▶ [Task objective]:
Reproduce all of the records below word for word, leaving out the pictures.

##### Data provided

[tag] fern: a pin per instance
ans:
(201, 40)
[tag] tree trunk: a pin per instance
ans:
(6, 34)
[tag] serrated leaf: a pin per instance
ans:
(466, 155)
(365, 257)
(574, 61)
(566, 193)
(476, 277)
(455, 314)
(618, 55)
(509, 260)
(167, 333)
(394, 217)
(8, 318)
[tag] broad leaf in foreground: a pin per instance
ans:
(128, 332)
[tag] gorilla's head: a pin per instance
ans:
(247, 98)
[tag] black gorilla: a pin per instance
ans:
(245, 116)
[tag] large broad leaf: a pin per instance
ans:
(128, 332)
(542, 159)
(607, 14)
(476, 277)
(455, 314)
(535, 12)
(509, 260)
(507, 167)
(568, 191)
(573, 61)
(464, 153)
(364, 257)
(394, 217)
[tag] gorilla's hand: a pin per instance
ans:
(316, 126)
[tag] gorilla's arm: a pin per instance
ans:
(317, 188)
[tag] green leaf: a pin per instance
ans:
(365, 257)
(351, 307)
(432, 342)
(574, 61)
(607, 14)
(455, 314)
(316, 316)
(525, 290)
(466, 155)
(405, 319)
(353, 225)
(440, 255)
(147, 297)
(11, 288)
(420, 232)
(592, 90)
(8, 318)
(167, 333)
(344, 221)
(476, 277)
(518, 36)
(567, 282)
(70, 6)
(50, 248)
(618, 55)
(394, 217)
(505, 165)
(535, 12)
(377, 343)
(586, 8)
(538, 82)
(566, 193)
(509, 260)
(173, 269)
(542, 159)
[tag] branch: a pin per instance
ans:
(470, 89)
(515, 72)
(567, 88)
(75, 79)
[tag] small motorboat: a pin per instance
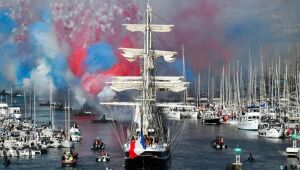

##########

▶ [In response]:
[tag] fern: a pin per instance
ans:
(201, 40)
[tag] tree trunk: a pin per instance
ans:
(6, 34)
[tag] serrated leaf: a pin per instance
ans:
(466, 155)
(365, 257)
(574, 61)
(566, 193)
(476, 277)
(455, 314)
(618, 55)
(509, 260)
(167, 333)
(394, 217)
(8, 318)
[tag] broad leaf in foreground: a pin per instance
ans:
(128, 332)
[tag] gorilla's head: a pin per instance
ans:
(247, 98)
[tag] black gorilla: a pin per instance
ans:
(245, 116)
[tag] large broad leaf: a pin per instance
ans:
(128, 332)
(542, 159)
(607, 14)
(476, 277)
(455, 314)
(535, 12)
(509, 260)
(507, 167)
(568, 191)
(573, 61)
(464, 153)
(364, 257)
(394, 217)
[tag] gorilla's hand: a pin per instance
ans:
(316, 126)
[tag] gorilla's arm: a pin per instance
ans:
(317, 188)
[tag] green leaf: a pin per instance
ans:
(365, 257)
(351, 307)
(432, 342)
(574, 61)
(607, 14)
(455, 314)
(316, 316)
(525, 290)
(466, 155)
(405, 319)
(353, 225)
(440, 255)
(147, 297)
(11, 288)
(420, 232)
(592, 90)
(8, 318)
(167, 333)
(344, 221)
(476, 277)
(518, 36)
(567, 282)
(70, 6)
(50, 248)
(618, 55)
(394, 217)
(505, 165)
(535, 12)
(377, 343)
(586, 8)
(538, 82)
(566, 193)
(509, 260)
(173, 269)
(542, 159)
[tag] branch: a pin per instance
ans:
(470, 89)
(515, 72)
(567, 88)
(75, 79)
[tag] small motorboat: a pin per instance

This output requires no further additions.